-- To do --
Find each line below that contains the word "head" and copy those lines.
** start of Record excerpts **
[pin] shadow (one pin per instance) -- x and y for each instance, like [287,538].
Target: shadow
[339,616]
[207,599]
** end of Record excerpts **
** start of Record excerpts **
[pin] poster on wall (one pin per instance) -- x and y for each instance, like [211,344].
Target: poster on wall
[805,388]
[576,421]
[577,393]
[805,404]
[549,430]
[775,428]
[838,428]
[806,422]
** end of Record excerpts **
** start of Record excerpts **
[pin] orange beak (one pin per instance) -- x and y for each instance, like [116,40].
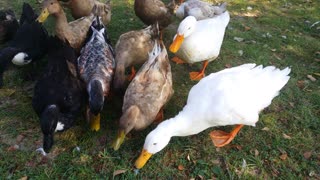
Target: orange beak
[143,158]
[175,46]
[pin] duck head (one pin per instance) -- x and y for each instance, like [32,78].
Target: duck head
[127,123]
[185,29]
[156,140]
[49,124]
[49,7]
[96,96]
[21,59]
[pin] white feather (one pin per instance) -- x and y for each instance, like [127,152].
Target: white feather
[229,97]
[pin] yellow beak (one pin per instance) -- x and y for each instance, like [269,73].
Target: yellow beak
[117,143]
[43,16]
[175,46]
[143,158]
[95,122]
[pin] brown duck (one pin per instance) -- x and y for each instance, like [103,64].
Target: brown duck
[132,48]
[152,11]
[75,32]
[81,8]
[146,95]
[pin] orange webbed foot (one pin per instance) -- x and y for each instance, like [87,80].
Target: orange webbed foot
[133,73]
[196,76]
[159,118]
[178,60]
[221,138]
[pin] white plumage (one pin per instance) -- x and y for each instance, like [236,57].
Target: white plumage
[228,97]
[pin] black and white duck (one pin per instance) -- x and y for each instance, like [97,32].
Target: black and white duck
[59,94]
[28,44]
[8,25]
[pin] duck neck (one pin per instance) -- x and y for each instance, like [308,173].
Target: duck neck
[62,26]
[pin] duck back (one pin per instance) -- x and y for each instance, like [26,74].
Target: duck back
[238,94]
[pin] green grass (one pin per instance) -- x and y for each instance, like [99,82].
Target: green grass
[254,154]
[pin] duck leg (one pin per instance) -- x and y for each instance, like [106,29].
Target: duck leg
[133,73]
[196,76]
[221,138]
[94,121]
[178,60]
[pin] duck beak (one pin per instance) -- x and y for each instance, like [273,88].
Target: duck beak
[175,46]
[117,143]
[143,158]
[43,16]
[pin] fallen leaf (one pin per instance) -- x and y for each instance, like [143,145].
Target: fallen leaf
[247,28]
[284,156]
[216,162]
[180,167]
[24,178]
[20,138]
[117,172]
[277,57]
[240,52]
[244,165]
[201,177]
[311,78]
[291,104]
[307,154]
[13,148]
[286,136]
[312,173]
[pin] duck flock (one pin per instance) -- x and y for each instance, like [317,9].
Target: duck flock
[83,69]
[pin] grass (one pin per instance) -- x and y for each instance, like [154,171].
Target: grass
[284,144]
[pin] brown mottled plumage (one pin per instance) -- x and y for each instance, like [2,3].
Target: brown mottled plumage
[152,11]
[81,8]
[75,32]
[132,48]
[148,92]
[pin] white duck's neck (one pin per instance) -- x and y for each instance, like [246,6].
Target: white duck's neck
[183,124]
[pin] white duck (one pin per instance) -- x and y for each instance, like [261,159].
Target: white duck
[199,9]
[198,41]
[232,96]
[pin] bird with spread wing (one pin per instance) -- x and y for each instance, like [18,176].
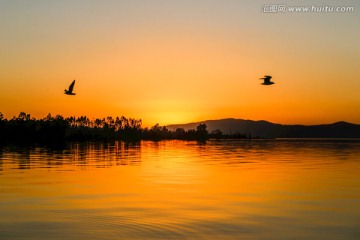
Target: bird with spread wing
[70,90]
** end of Record excerpts **
-- Solution to the problem --
[pin] duck head (one pin per instance) -- x and y for each instance, like [32,78].
Target: duck head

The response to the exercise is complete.